What to work on:
a. In the children's garden blog excerpt, how old is Eli?
b. Continue the children's garden blog excerpt from the point where it ends.

Excerpt:
[Start of Attachment]
I planted the carrots, beets, radishes, and lettuce in their own rows and we spaced them according to the instructions on the pack label. These seeds are small so it was a bit of a challenge to pick out each seed and get it spaced perfectly but you can always thin out the seedlings that clump together when they sprout out of the ground.
Once the seeds were all planted on day one, I had Eli write the varieties on the markers and place them by their rows.
Next up, we’ll plant the flowers, cucumbers, and we’ll use peat pellets to start our Dragon Tongue Beans!
I Grew This!
Welcome to the first installment of the “I Grew This” Beanstalk Seeds blog!
My name is Rob Shoffner and I’m the Media Coordinator / Website Manager for Beanstalk Seeds and Kansas City Community Gardens. This blog will document my successes and failures at growing a children’s garden with my 6 year-old son, Eli (pictured above).
I’ve been working for Beanstalk Seeds & KCCG for a little over a year and I consider myself a casual gardener. In the past, I’ve been able to grow potatoes, onions, tomatoes, lettuce, spinach and radishes with moderate success. Now, after a year under my belt working with professional gardeners, I decided to use Beanstalk Seeds this spring to create a children’s garden with my son to hopefully teach him how to grow his own garden.
What Are Beanstalk Seeds?
With so many indoor distractions like video games and mobile devices, it’s a challenge for parents to get kids to play outside. And I’m not innocent when it comes to putting my son in front of a screen. His favorite show, Paw Patrol on Nick Jr., is a quick and easy babysitter for 22 minutes when I need to get something done. But I’m hoping to find better balance between tv and the outdoors.
KCCG launched Beanstalk Seeds a year ago with the intent to encourage parents like myself to grow gardens with their kids. They can teach them a valuable skill in growing their own food while getting them outdoors at the same time.
Three years ago, my wife and I moved to Overland Park, Kansas and bought a half-acre plot with a great space for a garden with direct sunlight.
Although it’s recommended to add compost or fertilizer to the soil, I decided to just use the existing soil to see how well the seeds will grow for this year’s garden. When this garden is done for the year, I’ll add compost and fertilizer to the soil and compare this year’s garden with next year’s garden to see how much difference it makes.
[End of Attachment]
Source information:
[Start of Attachment]
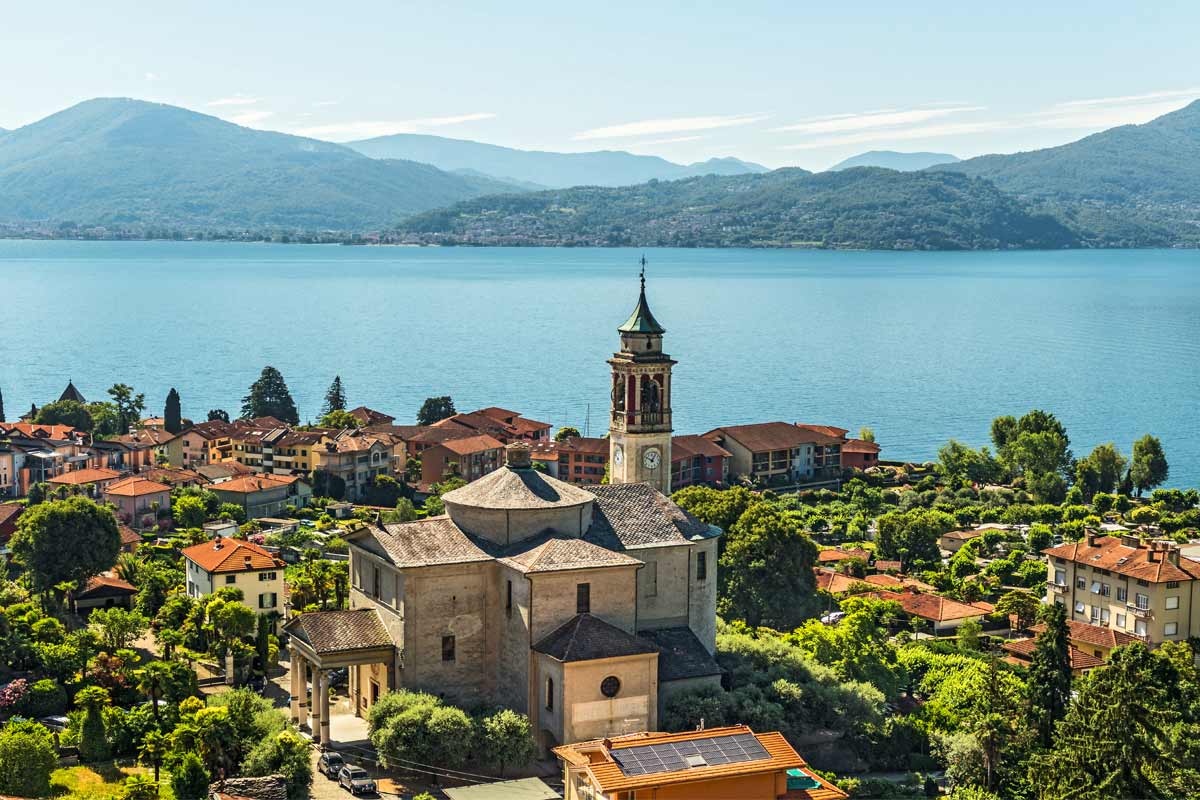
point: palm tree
(154, 751)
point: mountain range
(862, 208)
(904, 162)
(125, 162)
(543, 169)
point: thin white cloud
(371, 128)
(659, 127)
(868, 120)
(235, 100)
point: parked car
(355, 780)
(330, 764)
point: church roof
(642, 320)
(517, 488)
(586, 638)
(553, 554)
(637, 515)
(71, 392)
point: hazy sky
(779, 83)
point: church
(583, 608)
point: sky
(789, 83)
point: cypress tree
(335, 398)
(269, 396)
(173, 419)
(1050, 674)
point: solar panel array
(669, 757)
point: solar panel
(670, 757)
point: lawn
(100, 781)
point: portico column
(295, 668)
(324, 707)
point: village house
(263, 495)
(720, 763)
(238, 564)
(583, 608)
(1144, 589)
(135, 498)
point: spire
(642, 320)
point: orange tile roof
(253, 483)
(135, 486)
(610, 779)
(231, 555)
(1095, 635)
(1109, 553)
(89, 475)
(1079, 660)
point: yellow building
(1143, 589)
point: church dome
(517, 501)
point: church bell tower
(640, 422)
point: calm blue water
(921, 347)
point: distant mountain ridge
(901, 162)
(1129, 185)
(865, 208)
(541, 168)
(126, 162)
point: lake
(921, 347)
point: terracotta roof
(1096, 635)
(681, 654)
(636, 515)
(425, 542)
(839, 554)
(556, 554)
(1109, 553)
(1079, 660)
(231, 555)
(935, 607)
(135, 486)
(329, 632)
(586, 445)
(253, 483)
(517, 488)
(586, 638)
(762, 437)
(106, 585)
(691, 445)
(79, 476)
(609, 776)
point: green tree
(1149, 468)
(507, 740)
(117, 626)
(269, 396)
(190, 779)
(339, 419)
(766, 571)
(28, 756)
(435, 409)
(189, 511)
(66, 541)
(69, 413)
(173, 413)
(1049, 683)
(335, 398)
(93, 734)
(129, 405)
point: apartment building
(1144, 589)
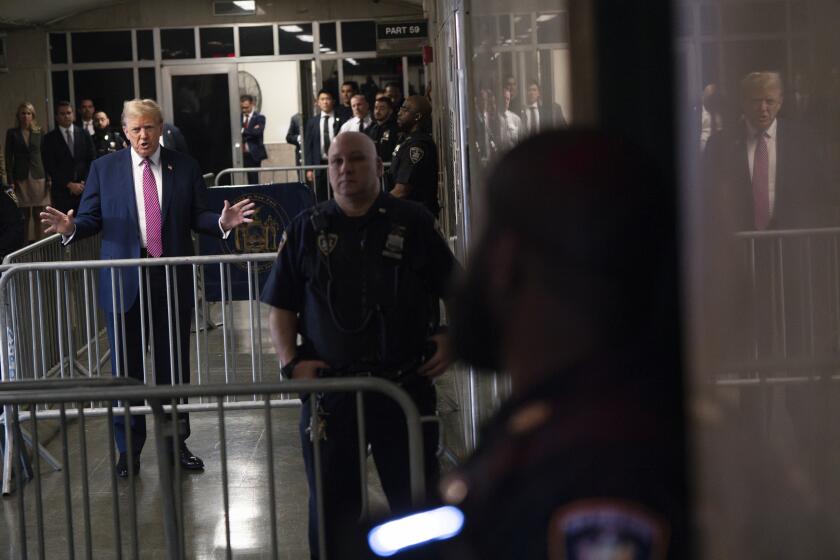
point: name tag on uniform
(394, 243)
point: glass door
(203, 102)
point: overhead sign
(402, 30)
(403, 36)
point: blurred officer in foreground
(11, 222)
(414, 167)
(567, 292)
(106, 140)
(360, 277)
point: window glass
(145, 45)
(61, 86)
(373, 74)
(58, 48)
(177, 43)
(216, 42)
(101, 46)
(148, 83)
(107, 88)
(256, 41)
(295, 38)
(358, 36)
(329, 42)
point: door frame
(167, 72)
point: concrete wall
(26, 80)
(165, 13)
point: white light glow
(428, 526)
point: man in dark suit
(766, 169)
(145, 201)
(67, 153)
(538, 115)
(253, 127)
(318, 135)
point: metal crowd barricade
(47, 318)
(788, 286)
(288, 173)
(37, 402)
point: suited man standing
(319, 133)
(253, 128)
(67, 153)
(538, 115)
(145, 201)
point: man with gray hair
(145, 201)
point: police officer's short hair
(62, 103)
(385, 99)
(134, 108)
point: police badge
(415, 154)
(326, 243)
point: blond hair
(141, 108)
(761, 81)
(34, 126)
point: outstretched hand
(57, 221)
(237, 214)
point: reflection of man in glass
(511, 126)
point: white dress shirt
(770, 136)
(331, 120)
(353, 124)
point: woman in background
(24, 167)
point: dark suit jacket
(174, 139)
(801, 198)
(312, 138)
(22, 158)
(64, 167)
(550, 115)
(253, 136)
(109, 205)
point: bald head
(354, 170)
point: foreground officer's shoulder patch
(415, 154)
(606, 529)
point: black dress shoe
(122, 465)
(189, 461)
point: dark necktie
(326, 133)
(70, 142)
(761, 183)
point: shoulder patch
(11, 194)
(605, 528)
(415, 154)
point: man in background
(67, 153)
(253, 128)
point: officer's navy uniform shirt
(415, 163)
(406, 290)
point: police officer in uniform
(105, 139)
(11, 223)
(414, 167)
(360, 278)
(567, 293)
[End of Attachment]
Task-by-task answers:
a. Eli is 6 years old.

b.
It is also recommended to build raised beds for gardens but again, I decided to hold off on that this year and just plant straight into the ground. I’ll build raised beds for next year’s garden and will again compare the differences.
For this year’s garden, I’m using one of our “Jack’s Magical Seed Bags” called “Plant A Rainbow”, which includes Bright Lights Swiss Chard, Easter Egg Radishes, Rainbow Blend Carrots, Dragon Tongue Bush Beans, Red & Golden Blend Beets, Benary’s Giant Zinnias, Whirlybird Mix Nasturtium, and Autumn Beauty Sunflowers.
We put together this selection of seeds because of all the vibrant colors displayed in each variety with hopes to capture the imagination of kids.
I’m also planting cucumber, potatoes, tomatoes, onions, cilantro, lettuce, and strawberries which I will also cover in my articles with tips and lessons learned.
I grew up in the 80s before iPads and the internet and kids in those days really had no choice but to spend most days playing outside. I have a lot of fond memories of those days and I’d like to see my son have a similar memories instead of spending most of his time in front of a screen, which doesn’t provide any real experiences or memories.
The real challenge will be to make my son WANT to go outside. So far, he has shown interest in gardening so hopefully I can maintain and maybe even boost that interest as the garden grows. Even if I don’t grow a plentiful bounty of fruits and veggies, I will still consider this a success if I can keep my son’s interest from day one until we harvest.